[Opening DATASET RECORDS section]

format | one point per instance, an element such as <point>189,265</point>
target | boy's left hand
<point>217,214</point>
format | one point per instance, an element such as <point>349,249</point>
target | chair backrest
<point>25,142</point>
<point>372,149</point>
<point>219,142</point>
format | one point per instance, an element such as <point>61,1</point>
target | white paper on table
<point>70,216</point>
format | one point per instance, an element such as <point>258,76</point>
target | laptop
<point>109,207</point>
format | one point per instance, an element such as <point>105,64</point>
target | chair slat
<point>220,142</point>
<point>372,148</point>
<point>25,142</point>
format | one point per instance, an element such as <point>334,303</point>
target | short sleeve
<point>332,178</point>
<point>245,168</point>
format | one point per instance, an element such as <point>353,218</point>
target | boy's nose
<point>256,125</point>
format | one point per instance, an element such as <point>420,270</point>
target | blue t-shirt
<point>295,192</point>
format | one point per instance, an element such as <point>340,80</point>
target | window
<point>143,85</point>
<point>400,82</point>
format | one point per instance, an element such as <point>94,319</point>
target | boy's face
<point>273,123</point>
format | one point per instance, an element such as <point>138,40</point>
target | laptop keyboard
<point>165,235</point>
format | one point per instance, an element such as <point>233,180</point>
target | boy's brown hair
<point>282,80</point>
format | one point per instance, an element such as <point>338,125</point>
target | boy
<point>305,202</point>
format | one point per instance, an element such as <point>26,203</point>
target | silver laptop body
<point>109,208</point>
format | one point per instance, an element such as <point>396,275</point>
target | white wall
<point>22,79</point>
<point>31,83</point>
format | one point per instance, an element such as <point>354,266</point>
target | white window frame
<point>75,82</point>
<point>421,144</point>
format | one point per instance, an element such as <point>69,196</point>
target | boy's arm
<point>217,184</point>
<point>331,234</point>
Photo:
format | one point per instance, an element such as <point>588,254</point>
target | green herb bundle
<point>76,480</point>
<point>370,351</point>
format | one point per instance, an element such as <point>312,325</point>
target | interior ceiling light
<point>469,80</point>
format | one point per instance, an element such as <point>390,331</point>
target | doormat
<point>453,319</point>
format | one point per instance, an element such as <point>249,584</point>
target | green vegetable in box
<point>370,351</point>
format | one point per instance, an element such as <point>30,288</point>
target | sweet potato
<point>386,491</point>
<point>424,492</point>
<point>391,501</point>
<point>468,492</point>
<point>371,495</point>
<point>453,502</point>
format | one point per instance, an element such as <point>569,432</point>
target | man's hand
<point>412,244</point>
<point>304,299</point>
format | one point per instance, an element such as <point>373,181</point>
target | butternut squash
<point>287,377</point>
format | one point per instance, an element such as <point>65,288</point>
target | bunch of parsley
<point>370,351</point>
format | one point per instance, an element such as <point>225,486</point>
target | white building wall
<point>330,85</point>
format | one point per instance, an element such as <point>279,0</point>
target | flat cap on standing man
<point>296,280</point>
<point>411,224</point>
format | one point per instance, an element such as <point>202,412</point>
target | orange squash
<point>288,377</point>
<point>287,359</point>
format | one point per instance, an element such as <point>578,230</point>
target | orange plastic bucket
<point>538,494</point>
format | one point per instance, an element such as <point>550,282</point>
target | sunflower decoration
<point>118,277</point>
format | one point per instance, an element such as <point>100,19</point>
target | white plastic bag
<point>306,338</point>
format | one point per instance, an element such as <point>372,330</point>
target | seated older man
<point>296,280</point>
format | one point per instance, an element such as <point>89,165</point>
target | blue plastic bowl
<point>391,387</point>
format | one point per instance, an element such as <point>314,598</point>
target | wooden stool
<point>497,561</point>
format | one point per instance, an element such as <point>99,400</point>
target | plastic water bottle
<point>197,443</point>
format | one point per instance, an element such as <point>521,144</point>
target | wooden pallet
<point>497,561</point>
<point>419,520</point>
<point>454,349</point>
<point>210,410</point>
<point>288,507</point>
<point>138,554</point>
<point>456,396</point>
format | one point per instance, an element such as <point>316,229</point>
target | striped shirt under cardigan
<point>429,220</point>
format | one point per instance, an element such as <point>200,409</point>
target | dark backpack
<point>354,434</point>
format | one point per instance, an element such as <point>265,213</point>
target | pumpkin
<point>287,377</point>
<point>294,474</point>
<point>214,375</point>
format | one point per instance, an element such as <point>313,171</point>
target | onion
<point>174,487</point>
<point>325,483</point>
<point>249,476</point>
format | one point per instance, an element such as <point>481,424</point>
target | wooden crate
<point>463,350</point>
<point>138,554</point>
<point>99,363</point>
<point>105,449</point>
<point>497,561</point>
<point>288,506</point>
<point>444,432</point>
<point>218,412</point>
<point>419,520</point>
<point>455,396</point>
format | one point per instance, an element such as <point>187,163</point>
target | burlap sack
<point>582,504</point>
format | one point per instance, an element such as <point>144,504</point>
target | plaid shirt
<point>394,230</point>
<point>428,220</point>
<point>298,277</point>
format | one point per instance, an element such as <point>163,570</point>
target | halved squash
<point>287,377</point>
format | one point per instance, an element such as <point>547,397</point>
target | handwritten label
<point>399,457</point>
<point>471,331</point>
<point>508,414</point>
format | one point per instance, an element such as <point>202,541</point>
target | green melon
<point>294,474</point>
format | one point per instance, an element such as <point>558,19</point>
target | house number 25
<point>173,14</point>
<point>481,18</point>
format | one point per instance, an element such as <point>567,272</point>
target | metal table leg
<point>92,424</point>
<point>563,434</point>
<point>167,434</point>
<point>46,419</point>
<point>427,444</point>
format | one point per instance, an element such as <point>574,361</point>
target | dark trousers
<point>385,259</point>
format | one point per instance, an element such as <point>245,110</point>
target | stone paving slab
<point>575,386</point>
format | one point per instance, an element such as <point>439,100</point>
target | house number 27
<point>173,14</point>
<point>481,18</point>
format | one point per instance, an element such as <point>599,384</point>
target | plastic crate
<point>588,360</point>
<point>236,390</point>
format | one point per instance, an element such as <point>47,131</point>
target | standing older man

[Closing DATASET RECORDS section]

WHAT YOU SHOULD DO -> Retype the entries exactly, including every line.

TASK SOLUTION ->
format | one point per instance, an element such as <point>189,265</point>
target | boy's left hand
<point>217,214</point>
format | one point per instance, an element such as <point>349,249</point>
target | chair backrest
<point>25,142</point>
<point>372,149</point>
<point>219,142</point>
format | one point per instance, an element such as <point>61,1</point>
target | white paper on table
<point>70,216</point>
format | one point per instance, an element such as <point>258,76</point>
target | laptop
<point>109,207</point>
format | one point per instance, an element such as <point>105,64</point>
target | chair slat
<point>220,142</point>
<point>372,148</point>
<point>25,142</point>
format | one point per instance, an element such as <point>334,303</point>
target | short sleeve
<point>332,178</point>
<point>245,168</point>
format | one point per instance, an element such as <point>353,218</point>
target | boy's nose
<point>256,125</point>
format | one point per instance, an element such as <point>420,270</point>
target | blue t-shirt
<point>295,192</point>
format | one point per instance, an element such as <point>340,80</point>
target | window
<point>143,85</point>
<point>400,82</point>
format | one point per instance, an element such as <point>94,319</point>
target | boy's face
<point>273,123</point>
format | one point per instance, an element such as <point>138,40</point>
target | laptop keyboard
<point>165,235</point>
format | one point per instance, an element such as <point>233,180</point>
target | boy's brown hair
<point>282,80</point>
format | one point per instance, an element such as <point>338,125</point>
target | boy
<point>305,202</point>
format | one point per instance, an element such as <point>26,203</point>
target | silver laptop body
<point>109,208</point>
format | one point per instance, an element such as <point>396,275</point>
target | white wall
<point>22,79</point>
<point>31,83</point>
format | one point per instance, an element such as <point>354,266</point>
target | white window frame
<point>75,82</point>
<point>421,144</point>
format | one point per instance, an element such as <point>69,196</point>
target | boy's arm
<point>217,184</point>
<point>331,234</point>
Photo:
format | one point per instance, an element such as <point>588,254</point>
target | green herb bundle
<point>76,480</point>
<point>370,351</point>
format | one point per instance, an element such as <point>312,325</point>
target | interior ceiling light
<point>469,80</point>
format | one point per instance, an element such as <point>390,331</point>
target | doormat
<point>453,319</point>
format | one point per instance, an element such as <point>249,584</point>
target | green vegetable in box
<point>370,351</point>
format | one point per instance, an element such as <point>30,288</point>
target | sweet potato
<point>386,491</point>
<point>424,492</point>
<point>391,501</point>
<point>468,492</point>
<point>371,495</point>
<point>453,502</point>
format | one point per instance, an element such as <point>569,432</point>
target | man's hand
<point>412,244</point>
<point>304,299</point>
format | one point per instance, an element such as <point>373,181</point>
target | butternut squash
<point>287,377</point>
format | one point per instance, an element such as <point>65,288</point>
target | bunch of parsley
<point>370,351</point>
format | one point per instance, an element such as <point>225,486</point>
target | white building wall
<point>330,85</point>
format | one point per instance, an element such as <point>279,0</point>
target | flat cap on standing man
<point>296,280</point>
<point>411,224</point>
format | one point per instance, an element such as <point>202,412</point>
target | orange squash
<point>288,377</point>
<point>287,359</point>
format | one point per instance, an element such as <point>578,230</point>
target | orange plastic bucket
<point>538,494</point>
format | one point per instance, an element such as <point>550,282</point>
target | sunflower decoration
<point>118,277</point>
format | one point per instance, an element such as <point>100,19</point>
target | white plastic bag
<point>306,338</point>
format | one point per instance, an element such as <point>372,330</point>
target | seated older man
<point>296,280</point>
format | one point per instance, an element such as <point>89,165</point>
target | blue plastic bowl
<point>391,387</point>
format | one point per instance, an element such as <point>314,598</point>
target | wooden stool
<point>497,561</point>
format | one point per instance, an element such as <point>99,400</point>
target | plastic water bottle
<point>197,443</point>
format | one point per instance, an element such as <point>521,144</point>
target | wooden pallet
<point>497,561</point>
<point>419,520</point>
<point>454,349</point>
<point>210,410</point>
<point>288,507</point>
<point>138,554</point>
<point>456,396</point>
format | one point per instance, an element such as <point>316,229</point>
target | striped shirt under cardigan
<point>429,220</point>
format | one point per instance, an element such as <point>200,409</point>
target | dark backpack
<point>354,434</point>
format | one point per instance, an element such as <point>265,213</point>
target | pumpkin
<point>287,377</point>
<point>294,474</point>
<point>214,375</point>
format | one point per instance, an element such as <point>313,171</point>
target | onion
<point>174,487</point>
<point>325,483</point>
<point>249,476</point>
format | one point per instance, an element such as <point>481,424</point>
target | wooden crate
<point>463,350</point>
<point>138,554</point>
<point>99,363</point>
<point>105,449</point>
<point>497,561</point>
<point>288,506</point>
<point>444,432</point>
<point>218,412</point>
<point>419,520</point>
<point>455,396</point>
format | one point per instance, an element such as <point>187,163</point>
target | burlap sack
<point>582,504</point>
format | one point per instance, an element such as <point>144,504</point>
target | plaid shirt
<point>394,230</point>
<point>428,220</point>
<point>298,277</point>
format | one point per instance, an element such as <point>163,570</point>
target | halved squash
<point>287,377</point>
format | one point per instance, an element such as <point>547,397</point>
target | handwritten label
<point>399,457</point>
<point>471,331</point>
<point>508,414</point>
format | one point per instance, an element such as <point>202,541</point>
target | green melon
<point>294,474</point>
format | one point per instance, an element such as <point>558,19</point>
target | house number 25
<point>173,14</point>
<point>481,18</point>
format | one point per instance, an element such as <point>567,272</point>
target | metal table leg
<point>92,424</point>
<point>563,434</point>
<point>167,434</point>
<point>46,419</point>
<point>427,444</point>
format | one point per instance, an element such as <point>574,361</point>
target | dark trousers
<point>385,259</point>
format | one point per instance, an element such as <point>245,110</point>
target | stone paving slab
<point>575,386</point>
format | one point per instance, an element such as <point>439,100</point>
target | house number 27
<point>173,14</point>
<point>481,18</point>
format | one point per instance, an element such as <point>599,384</point>
target | plastic crate
<point>588,360</point>
<point>236,390</point>
format | one point per instance, an element such as <point>47,131</point>
target | standing older man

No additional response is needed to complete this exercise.